If access is gained to premises for the purpose of investigating a serious arrestable offence and the police officer sees stolen property, is it the right hon. Gentleman's case that that should be ignored because it was not the basis on which the warrant was awarded? Would that not be an utterly absurd position, encouraging rather than preventing crime?

If that is the right hon. Gentleman's case, the police officer could ask for a warrant on the evidence of what he saw in the house. However, between the granting of the warrant and the seeing of the evidence, that evidence may be removed. Is that an acceptable position?

Mr. Hattersley

The hon. and learned Gentleman asks me to base my answer on an assumption that I do not accept—that the entire operation could be set in motion by a serious arrestable offence. Currently, if the police believe that essential evidence can be found in a certain house, and if the owners or occupiers of the house refuse them permission to enter to obtain the evidence, that evidence can be obtained under present powers. If it were found that the material had been stolen, the police could impound it. Were there evidence to justify it, they could prosecute those whom they believed to be associated with the crime. That is reasonable. Therefore, my first answer is that, as the law stands, I support it. It substantiates my question to the Minister of why we need to change from that position.

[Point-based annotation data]
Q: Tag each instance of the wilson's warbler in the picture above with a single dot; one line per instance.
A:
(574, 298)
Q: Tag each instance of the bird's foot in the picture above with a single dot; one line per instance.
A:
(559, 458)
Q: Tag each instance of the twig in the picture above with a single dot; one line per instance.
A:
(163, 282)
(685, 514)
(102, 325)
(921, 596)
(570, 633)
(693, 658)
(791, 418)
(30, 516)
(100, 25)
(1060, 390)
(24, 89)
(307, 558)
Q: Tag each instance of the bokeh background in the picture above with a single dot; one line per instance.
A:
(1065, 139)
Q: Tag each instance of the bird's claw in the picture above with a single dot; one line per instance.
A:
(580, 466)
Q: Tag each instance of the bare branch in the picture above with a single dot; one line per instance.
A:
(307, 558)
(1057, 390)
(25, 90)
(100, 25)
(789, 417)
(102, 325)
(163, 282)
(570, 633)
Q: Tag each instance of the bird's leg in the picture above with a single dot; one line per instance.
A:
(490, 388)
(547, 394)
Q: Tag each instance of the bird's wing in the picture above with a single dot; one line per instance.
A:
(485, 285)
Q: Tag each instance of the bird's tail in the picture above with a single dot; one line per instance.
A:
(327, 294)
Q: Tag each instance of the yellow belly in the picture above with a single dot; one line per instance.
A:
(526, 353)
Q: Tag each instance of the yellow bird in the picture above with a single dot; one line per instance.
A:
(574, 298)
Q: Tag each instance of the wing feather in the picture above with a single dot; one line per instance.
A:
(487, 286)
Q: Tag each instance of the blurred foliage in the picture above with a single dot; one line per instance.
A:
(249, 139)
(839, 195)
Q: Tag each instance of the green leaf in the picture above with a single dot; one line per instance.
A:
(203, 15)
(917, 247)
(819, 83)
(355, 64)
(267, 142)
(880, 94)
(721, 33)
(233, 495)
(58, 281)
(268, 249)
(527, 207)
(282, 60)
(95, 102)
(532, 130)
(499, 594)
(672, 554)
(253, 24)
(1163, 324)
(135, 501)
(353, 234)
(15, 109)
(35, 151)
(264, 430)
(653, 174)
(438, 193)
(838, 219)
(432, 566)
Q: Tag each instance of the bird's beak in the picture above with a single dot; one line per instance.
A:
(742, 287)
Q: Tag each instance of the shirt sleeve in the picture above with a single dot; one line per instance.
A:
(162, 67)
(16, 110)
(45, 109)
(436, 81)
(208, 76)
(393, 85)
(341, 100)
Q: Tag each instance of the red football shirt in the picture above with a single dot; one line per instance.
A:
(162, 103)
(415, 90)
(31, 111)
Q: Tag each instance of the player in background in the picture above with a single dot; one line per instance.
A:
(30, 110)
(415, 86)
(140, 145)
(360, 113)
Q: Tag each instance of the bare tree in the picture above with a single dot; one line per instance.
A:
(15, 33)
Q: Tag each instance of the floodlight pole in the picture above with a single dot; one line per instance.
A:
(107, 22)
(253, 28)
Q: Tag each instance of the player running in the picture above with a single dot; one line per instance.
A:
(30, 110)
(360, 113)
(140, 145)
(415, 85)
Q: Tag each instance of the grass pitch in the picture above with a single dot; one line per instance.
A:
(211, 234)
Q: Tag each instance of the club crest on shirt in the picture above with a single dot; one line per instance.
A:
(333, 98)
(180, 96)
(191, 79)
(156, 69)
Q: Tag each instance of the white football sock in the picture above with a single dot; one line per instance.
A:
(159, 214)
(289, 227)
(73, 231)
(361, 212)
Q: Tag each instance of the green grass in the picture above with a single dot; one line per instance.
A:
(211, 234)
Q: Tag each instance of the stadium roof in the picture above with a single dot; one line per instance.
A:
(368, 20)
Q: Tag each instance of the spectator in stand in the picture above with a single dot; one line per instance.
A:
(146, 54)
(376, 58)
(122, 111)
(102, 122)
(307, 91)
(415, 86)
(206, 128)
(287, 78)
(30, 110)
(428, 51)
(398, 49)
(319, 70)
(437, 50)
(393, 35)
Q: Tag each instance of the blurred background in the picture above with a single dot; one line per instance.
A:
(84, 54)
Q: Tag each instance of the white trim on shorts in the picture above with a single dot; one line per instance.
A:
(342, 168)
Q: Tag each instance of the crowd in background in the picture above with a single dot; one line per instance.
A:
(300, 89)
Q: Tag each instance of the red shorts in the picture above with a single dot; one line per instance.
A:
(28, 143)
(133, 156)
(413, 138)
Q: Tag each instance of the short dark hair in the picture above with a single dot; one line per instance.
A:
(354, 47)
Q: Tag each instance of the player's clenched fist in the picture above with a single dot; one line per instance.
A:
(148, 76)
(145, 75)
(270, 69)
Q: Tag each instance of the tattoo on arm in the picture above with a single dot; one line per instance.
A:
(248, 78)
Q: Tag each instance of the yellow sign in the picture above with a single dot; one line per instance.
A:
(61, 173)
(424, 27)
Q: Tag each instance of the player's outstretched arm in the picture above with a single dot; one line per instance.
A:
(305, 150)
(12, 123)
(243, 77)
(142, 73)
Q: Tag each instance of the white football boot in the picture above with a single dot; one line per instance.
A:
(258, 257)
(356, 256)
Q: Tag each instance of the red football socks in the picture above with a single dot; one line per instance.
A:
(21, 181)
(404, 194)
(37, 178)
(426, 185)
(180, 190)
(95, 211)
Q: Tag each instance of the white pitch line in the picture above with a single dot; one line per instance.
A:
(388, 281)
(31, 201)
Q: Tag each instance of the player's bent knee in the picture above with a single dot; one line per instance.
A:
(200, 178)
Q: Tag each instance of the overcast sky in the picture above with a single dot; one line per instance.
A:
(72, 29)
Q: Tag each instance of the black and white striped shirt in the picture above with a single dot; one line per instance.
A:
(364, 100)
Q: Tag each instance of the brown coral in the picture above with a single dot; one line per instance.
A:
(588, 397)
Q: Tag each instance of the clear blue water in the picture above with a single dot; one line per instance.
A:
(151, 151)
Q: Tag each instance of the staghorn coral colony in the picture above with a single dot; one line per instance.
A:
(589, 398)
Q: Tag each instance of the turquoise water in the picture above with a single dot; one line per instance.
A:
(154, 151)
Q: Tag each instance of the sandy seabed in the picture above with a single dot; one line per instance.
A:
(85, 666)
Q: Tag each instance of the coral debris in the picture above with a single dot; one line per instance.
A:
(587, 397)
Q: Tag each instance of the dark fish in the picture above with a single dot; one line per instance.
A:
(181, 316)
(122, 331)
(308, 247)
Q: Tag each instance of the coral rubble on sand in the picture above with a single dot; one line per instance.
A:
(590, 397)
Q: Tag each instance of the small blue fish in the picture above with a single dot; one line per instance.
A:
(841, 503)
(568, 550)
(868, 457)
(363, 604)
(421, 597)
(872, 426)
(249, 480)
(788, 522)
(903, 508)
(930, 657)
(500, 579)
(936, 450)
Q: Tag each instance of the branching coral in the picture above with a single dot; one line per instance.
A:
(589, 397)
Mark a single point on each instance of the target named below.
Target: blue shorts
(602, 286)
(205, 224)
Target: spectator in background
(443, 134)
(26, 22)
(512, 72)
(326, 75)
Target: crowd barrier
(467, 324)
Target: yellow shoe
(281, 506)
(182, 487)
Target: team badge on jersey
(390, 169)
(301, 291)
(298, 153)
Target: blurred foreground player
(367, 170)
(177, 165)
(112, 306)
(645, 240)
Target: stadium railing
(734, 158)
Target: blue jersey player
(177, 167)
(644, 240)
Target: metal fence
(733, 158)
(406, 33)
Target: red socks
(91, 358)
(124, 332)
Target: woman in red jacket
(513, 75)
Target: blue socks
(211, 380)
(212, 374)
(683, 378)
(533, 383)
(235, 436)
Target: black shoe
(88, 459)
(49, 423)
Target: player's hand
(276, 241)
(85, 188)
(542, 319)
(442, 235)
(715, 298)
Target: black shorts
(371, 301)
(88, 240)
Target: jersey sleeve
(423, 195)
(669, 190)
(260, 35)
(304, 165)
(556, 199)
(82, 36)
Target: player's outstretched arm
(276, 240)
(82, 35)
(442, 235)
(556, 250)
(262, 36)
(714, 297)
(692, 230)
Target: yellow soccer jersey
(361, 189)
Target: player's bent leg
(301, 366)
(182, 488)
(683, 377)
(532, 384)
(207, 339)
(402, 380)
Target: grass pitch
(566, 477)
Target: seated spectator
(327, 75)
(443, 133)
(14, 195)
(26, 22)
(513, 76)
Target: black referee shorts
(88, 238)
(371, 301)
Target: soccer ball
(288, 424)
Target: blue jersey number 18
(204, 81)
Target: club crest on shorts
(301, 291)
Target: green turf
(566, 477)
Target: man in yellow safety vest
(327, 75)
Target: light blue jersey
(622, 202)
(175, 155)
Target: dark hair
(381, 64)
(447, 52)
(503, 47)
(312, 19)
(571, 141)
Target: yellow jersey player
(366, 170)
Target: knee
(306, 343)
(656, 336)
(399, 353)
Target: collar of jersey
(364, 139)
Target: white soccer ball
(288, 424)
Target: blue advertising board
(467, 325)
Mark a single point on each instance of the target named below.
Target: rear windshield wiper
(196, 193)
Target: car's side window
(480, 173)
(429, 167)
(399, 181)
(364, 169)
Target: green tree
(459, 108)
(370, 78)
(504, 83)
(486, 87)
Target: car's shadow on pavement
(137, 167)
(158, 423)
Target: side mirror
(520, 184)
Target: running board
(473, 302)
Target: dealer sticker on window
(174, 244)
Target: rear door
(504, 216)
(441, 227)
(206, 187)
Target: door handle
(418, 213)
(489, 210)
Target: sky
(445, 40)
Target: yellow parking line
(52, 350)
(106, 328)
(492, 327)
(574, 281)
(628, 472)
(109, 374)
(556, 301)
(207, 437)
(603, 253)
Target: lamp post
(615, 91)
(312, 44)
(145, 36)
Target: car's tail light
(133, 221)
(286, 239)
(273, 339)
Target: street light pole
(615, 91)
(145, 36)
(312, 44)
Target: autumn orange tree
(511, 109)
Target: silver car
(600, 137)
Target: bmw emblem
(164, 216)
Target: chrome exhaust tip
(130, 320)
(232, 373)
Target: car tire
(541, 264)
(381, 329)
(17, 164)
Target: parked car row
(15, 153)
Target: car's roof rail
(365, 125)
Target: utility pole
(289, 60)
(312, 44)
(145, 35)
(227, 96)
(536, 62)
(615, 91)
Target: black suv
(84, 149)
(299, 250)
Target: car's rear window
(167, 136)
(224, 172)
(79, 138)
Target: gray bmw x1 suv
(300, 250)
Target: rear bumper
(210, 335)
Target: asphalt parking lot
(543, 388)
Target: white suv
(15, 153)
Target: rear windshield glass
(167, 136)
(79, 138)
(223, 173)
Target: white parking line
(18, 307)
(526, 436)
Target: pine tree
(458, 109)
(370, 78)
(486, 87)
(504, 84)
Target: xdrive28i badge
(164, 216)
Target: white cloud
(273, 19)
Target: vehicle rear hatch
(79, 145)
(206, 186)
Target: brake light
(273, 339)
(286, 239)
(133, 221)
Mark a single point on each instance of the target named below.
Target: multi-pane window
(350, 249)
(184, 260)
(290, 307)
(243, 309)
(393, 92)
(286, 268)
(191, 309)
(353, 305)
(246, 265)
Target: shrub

> [TASKS FOR THIS EXERCISE]
[A] From the debate excerpt, extract the passage between "Mr. Hattersley" and "from that position.", inclusive.
[B] Condense the paragraph of the debate excerpt that begins "The hon. and learned Gentleman asks me" into a short bulleted list that keeps its main facts.

> [ANSWERS TO THE EXERCISES]
[A]
Mr. Hattersley

The hon. and learned Gentleman asks me to base my answer on an assumption that I do not accept—that the entire operation could be set in motion by a serious arrestable offence. Currently, if the police believe that essential evidence can be found in a certain house, and if the owners or occupiers of the house refuse them permission to enter to obtain the evidence, that evidence can be obtained under present powers. If it were found that the material had been stolen, the police could impound it. Were there evidence to justify it, they could prosecute those whom they believed to be associated with the crime. That is reasonable. Therefore, my first answer is that, as the law stands, I support it. It substantiates my question to the Minister of why we need to change from that position.

[B]
- The speaker rejects the assumption that the whole operation could be started by a serious arrestable offence.
- Under present powers, police can obtain essential evidence they believe is in a house even if the owners or occupiers refuse them entry.
- If the material proved to be stolen, the police could impound it. With evidence to justify it, they could prosecute those they believed were associated with the crime.
- The speaker calls this reasonable and supports the law as it stands. This supports the speaker's question to the Minister about why that position needs to change.